▶ Records of labeled points:
---
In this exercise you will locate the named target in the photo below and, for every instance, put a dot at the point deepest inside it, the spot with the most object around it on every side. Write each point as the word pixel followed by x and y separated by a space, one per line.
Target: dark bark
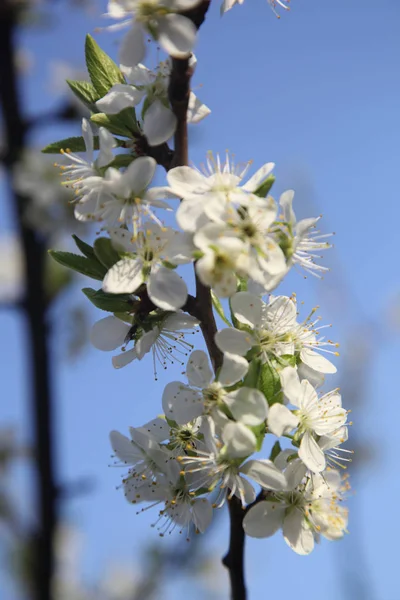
pixel 34 307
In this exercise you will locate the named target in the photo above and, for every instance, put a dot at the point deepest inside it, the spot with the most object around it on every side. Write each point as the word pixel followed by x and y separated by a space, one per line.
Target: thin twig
pixel 34 306
pixel 179 91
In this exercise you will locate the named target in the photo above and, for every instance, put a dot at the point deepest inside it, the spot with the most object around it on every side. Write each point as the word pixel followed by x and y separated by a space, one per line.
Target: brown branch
pixel 179 90
pixel 34 305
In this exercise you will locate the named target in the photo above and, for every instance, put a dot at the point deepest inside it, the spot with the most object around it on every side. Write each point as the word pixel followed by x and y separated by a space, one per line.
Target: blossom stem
pixel 179 91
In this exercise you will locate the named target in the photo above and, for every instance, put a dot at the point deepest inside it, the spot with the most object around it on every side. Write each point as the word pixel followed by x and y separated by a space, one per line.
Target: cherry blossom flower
pixel 311 509
pixel 175 33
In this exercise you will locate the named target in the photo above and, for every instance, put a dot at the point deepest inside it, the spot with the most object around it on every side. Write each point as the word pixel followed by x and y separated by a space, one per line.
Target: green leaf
pixel 219 308
pixel 87 266
pixel 103 71
pixel 259 431
pixel 85 248
pixel 265 187
pixel 276 449
pixel 85 92
pixel 75 144
pixel 253 374
pixel 269 384
pixel 285 360
pixel 105 252
pixel 115 303
pixel 120 124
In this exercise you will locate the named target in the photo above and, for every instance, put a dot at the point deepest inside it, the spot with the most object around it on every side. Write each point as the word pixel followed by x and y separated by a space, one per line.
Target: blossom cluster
pixel 263 392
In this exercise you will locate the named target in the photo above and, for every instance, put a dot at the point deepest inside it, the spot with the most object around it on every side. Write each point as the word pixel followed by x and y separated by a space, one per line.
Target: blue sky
pixel 318 93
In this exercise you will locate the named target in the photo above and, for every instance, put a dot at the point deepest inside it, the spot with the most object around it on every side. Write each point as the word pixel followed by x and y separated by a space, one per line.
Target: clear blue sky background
pixel 317 92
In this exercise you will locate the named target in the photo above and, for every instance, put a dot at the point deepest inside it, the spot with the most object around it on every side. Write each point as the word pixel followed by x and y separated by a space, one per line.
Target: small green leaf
pixel 270 384
pixel 253 374
pixel 120 124
pixel 85 248
pixel 103 71
pixel 265 187
pixel 219 308
pixel 276 449
pixel 285 360
pixel 87 266
pixel 75 144
pixel 259 431
pixel 115 303
pixel 105 252
pixel 85 92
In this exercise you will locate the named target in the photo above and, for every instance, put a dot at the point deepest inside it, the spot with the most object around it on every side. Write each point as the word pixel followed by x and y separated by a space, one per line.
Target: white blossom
pixel 165 339
pixel 83 174
pixel 125 197
pixel 175 33
pixel 213 188
pixel 159 122
pixel 149 249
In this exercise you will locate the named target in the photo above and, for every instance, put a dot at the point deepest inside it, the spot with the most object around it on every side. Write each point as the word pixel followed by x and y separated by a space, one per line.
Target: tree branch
pixel 34 306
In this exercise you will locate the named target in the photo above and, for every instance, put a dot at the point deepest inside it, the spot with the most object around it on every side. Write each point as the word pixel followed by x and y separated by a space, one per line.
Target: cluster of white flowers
pixel 265 390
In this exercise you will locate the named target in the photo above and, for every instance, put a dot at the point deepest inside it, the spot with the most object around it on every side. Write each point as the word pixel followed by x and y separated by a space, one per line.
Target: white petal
pixel 297 533
pixel 179 321
pixel 311 454
pixel 247 308
pixel 139 174
pixel 198 370
pixel 197 111
pixel 109 333
pixel 264 519
pixel 176 35
pixel 145 342
pixel 247 405
pixel 107 143
pixel 291 385
pixel 265 473
pixel 316 361
pixel 180 249
pixel 159 123
pixel 234 341
pixel 133 47
pixel 239 440
pixel 190 215
pixel 233 369
pixel 295 472
pixel 281 420
pixel 186 181
pixel 286 201
pixel 166 289
pixel 119 97
pixel 87 134
pixel 258 178
pixel 124 277
pixel 123 359
pixel 123 448
pixel 181 403
pixel 202 514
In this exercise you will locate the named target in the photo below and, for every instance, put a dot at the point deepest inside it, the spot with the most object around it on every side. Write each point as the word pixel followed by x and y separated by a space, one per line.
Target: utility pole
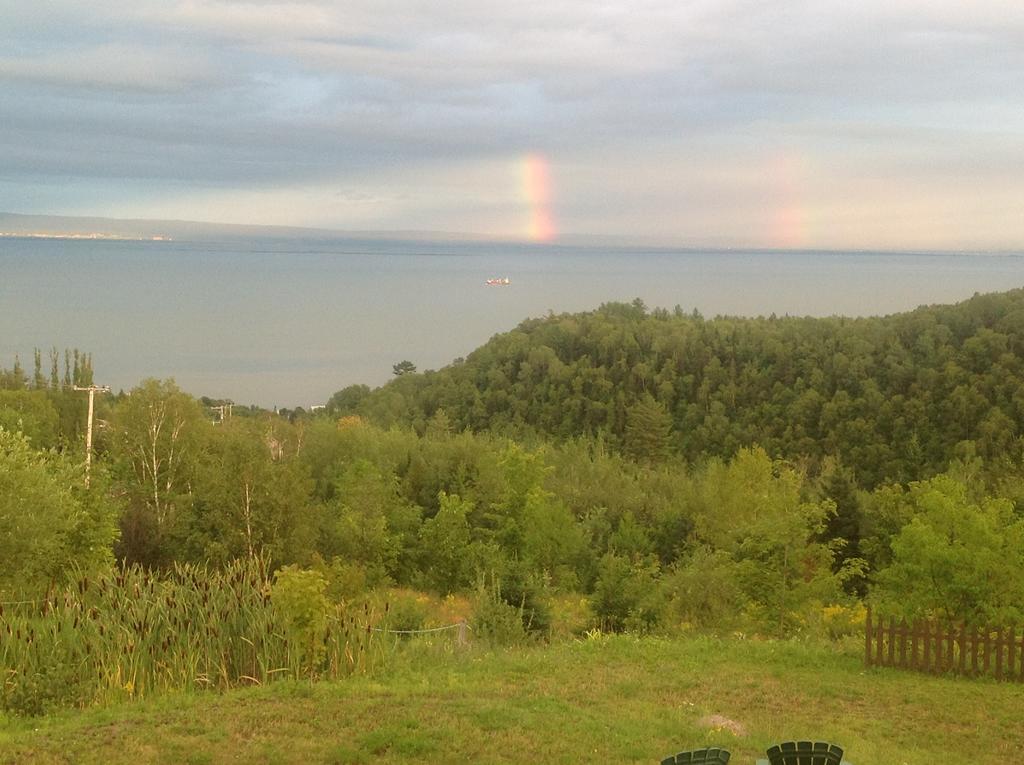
pixel 222 409
pixel 91 390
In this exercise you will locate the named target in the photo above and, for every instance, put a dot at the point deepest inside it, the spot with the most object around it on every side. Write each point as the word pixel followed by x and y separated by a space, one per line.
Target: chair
pixel 713 756
pixel 805 753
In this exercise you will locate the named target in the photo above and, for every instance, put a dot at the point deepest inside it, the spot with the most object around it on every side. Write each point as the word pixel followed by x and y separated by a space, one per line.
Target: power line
pixel 91 390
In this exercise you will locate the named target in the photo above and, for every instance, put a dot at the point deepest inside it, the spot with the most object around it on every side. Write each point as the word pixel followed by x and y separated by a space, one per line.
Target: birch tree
pixel 159 437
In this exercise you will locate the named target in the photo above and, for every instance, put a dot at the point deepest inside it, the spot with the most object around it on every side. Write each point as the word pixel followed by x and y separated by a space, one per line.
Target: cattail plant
pixel 133 633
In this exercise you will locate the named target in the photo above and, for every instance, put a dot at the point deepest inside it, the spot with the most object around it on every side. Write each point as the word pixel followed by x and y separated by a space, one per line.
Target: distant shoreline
pixel 91 236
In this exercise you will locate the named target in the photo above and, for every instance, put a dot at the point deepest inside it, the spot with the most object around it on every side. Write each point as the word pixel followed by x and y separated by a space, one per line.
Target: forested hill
pixel 894 397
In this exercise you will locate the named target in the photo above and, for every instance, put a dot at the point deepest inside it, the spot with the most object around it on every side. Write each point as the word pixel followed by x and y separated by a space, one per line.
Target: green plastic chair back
pixel 805 753
pixel 698 757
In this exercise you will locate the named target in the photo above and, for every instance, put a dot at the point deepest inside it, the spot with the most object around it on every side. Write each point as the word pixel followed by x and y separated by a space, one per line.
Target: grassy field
pixel 615 699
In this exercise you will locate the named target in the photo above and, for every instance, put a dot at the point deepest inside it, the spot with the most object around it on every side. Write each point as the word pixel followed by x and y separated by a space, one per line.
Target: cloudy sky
pixel 889 124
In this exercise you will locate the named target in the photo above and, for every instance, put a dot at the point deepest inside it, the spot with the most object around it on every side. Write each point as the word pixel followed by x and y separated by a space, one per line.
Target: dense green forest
pixel 637 470
pixel 894 398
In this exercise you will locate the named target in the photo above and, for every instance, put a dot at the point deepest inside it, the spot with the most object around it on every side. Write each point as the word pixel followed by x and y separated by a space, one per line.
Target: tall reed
pixel 132 633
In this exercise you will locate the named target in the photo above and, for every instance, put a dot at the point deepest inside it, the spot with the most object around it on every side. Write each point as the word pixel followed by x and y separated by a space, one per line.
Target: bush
pixel 626 596
pixel 496 622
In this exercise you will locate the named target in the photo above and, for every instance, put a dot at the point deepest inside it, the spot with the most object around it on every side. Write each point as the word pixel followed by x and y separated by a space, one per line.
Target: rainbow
pixel 537 188
pixel 790 223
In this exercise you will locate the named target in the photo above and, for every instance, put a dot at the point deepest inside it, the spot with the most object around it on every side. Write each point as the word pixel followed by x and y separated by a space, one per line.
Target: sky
pixel 826 124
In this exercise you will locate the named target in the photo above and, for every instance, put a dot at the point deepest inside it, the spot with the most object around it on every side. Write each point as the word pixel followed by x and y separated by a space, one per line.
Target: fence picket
pixel 1011 657
pixel 998 654
pixel 974 651
pixel 892 642
pixel 902 643
pixel 867 637
pixel 896 644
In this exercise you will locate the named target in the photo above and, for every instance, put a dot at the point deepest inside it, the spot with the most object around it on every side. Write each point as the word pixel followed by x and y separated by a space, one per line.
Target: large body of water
pixel 287 323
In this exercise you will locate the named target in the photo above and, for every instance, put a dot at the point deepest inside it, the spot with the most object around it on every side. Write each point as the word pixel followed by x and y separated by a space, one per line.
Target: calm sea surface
pixel 287 323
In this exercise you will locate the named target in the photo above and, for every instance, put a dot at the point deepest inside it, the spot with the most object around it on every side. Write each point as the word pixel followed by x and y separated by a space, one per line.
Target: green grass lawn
pixel 610 699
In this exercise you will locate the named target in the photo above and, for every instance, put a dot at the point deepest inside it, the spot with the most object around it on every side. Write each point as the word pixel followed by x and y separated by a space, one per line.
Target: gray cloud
pixel 371 97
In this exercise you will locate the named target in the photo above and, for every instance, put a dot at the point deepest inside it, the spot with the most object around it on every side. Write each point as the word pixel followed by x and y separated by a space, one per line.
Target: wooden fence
pixel 938 647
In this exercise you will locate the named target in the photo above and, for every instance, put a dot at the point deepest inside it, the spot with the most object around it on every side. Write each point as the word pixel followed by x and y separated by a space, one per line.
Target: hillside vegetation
pixel 623 471
pixel 893 397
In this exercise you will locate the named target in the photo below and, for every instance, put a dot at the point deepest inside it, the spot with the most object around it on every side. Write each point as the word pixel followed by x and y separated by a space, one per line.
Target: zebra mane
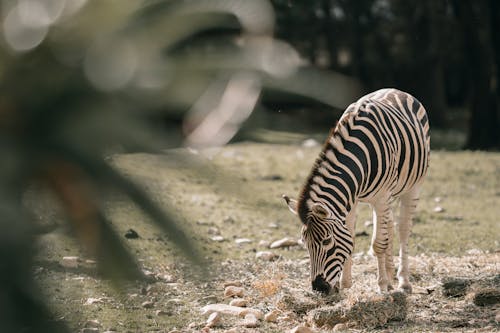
pixel 302 205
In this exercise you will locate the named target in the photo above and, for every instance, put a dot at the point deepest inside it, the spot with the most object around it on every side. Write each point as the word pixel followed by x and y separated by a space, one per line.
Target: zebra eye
pixel 326 241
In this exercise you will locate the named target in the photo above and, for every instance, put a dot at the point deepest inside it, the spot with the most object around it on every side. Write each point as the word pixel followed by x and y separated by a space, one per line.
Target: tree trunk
pixel 484 120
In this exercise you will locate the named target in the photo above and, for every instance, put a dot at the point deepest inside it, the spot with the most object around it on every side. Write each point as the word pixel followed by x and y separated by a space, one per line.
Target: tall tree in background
pixel 479 22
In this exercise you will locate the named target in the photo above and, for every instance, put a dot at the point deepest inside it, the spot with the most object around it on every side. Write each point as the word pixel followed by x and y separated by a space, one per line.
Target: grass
pixel 235 192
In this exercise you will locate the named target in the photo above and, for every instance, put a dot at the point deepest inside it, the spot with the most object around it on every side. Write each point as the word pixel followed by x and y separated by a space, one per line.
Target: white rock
pixel 257 313
pixel 222 308
pixel 147 304
pixel 92 324
pixel 266 255
pixel 301 329
pixel 285 242
pixel 250 321
pixel 235 283
pixel 92 300
pixel 70 262
pixel 438 209
pixel 233 291
pixel 340 327
pixel 309 143
pixel 230 310
pixel 271 316
pixel 239 302
pixel 264 243
pixel 242 241
pixel 214 319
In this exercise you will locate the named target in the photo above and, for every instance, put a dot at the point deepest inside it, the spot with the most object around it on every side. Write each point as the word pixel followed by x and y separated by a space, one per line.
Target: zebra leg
pixel 346 280
pixel 389 260
pixel 408 205
pixel 380 240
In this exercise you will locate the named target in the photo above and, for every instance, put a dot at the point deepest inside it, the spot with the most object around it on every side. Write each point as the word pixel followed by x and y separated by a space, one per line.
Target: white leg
pixel 408 206
pixel 345 280
pixel 382 237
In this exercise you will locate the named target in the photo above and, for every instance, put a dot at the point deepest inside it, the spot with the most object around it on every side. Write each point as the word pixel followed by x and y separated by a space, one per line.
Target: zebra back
pixel 380 146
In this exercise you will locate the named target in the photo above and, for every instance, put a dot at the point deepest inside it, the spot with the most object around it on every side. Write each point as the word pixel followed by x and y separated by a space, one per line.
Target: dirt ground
pixel 229 200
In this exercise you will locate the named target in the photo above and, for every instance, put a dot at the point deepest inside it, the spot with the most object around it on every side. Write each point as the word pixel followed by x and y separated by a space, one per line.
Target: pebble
pixel 228 219
pixel 285 242
pixel 233 291
pixel 438 209
pixel 235 283
pixel 264 243
pixel 213 231
pixel 90 330
pixel 340 327
pixel 70 262
pixel 301 329
pixel 266 255
pixel 147 304
pixel 213 319
pixel 230 310
pixel 92 324
pixel 271 316
pixel 309 143
pixel 222 308
pixel 250 321
pixel 162 313
pixel 239 302
pixel 131 234
pixel 242 241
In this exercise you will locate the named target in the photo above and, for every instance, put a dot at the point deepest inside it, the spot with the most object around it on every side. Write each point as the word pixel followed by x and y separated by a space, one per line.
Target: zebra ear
pixel 319 211
pixel 292 204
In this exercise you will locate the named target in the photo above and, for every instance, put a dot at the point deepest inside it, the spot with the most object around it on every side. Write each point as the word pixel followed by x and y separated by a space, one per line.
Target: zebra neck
pixel 333 186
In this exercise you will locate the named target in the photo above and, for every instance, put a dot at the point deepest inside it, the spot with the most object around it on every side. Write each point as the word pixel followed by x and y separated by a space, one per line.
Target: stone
pixel 256 312
pixel 241 302
pixel 250 321
pixel 310 143
pixel 92 324
pixel 131 234
pixel 240 241
pixel 147 304
pixel 70 262
pixel 340 327
pixel 266 255
pixel 284 242
pixel 271 316
pixel 301 329
pixel 162 313
pixel 438 209
pixel 264 243
pixel 485 297
pixel 213 231
pixel 235 283
pixel 214 319
pixel 222 308
pixel 233 291
pixel 455 287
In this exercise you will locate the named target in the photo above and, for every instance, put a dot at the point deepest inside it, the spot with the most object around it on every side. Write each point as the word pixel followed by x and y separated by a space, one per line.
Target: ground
pixel 229 201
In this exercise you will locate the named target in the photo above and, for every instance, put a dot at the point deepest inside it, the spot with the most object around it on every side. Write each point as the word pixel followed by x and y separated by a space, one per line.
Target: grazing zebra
pixel 378 151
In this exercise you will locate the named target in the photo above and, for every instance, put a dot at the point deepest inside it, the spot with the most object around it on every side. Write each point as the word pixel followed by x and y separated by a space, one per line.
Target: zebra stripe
pixel 378 151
---
▶ AIM OF THE TASK: Report every line of the items above that contains the word "tree".

▶ FINISHED EXERCISE:
Target: tree branch
Target: birch tree
Target: tree trunk
Target: tall tree in background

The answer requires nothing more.